▽
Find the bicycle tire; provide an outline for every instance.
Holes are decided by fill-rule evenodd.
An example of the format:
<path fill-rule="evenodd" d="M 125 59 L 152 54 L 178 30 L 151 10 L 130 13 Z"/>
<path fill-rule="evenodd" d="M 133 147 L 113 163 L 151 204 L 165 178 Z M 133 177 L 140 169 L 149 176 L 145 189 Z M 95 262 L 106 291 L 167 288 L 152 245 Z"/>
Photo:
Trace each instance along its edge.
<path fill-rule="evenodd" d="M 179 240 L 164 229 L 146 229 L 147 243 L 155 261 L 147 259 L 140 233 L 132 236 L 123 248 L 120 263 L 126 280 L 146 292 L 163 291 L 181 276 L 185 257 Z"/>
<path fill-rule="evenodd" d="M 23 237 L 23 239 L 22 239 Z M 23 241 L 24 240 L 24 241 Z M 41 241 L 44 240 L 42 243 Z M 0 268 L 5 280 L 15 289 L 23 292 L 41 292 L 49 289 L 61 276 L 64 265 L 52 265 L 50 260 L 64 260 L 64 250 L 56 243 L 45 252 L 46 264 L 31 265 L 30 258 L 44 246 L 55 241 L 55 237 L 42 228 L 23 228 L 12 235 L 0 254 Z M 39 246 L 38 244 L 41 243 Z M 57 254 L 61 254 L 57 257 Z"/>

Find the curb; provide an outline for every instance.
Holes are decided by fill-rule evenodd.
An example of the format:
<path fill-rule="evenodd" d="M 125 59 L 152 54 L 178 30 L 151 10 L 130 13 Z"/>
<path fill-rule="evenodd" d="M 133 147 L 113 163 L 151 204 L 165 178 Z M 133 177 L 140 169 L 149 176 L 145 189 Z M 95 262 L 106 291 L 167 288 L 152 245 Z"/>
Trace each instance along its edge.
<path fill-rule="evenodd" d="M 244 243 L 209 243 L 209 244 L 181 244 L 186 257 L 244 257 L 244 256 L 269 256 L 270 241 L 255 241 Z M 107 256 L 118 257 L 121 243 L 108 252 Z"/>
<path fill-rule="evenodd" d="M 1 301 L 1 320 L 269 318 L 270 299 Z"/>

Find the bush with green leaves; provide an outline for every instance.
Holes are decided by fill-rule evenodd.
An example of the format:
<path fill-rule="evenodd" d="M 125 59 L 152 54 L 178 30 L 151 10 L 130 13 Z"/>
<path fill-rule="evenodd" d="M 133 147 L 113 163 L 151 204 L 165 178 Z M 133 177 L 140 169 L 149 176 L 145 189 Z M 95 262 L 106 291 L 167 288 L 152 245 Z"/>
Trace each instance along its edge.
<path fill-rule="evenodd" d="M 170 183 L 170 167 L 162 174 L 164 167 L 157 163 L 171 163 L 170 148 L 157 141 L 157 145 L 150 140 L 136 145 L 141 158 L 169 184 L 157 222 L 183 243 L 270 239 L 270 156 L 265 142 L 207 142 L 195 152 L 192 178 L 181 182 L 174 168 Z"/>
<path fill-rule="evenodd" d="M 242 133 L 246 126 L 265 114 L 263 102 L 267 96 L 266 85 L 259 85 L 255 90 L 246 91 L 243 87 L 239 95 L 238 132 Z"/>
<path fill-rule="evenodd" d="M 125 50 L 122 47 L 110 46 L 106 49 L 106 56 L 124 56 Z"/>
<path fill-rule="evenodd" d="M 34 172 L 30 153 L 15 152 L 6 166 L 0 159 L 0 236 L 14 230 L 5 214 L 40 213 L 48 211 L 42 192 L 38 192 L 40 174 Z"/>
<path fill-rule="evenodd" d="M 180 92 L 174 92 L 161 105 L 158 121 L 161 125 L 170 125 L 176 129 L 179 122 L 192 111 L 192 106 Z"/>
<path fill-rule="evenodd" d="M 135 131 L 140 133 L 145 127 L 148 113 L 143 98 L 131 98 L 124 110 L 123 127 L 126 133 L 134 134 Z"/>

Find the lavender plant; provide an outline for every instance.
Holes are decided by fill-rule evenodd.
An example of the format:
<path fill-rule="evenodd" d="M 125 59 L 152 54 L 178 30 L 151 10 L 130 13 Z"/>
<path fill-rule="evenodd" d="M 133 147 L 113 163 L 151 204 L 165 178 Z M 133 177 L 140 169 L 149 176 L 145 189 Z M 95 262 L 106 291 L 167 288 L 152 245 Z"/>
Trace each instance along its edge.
△
= Your objective =
Work out how many lines of the material contain the string "every"; nothing except that figure should be given.

= Exercise output =
4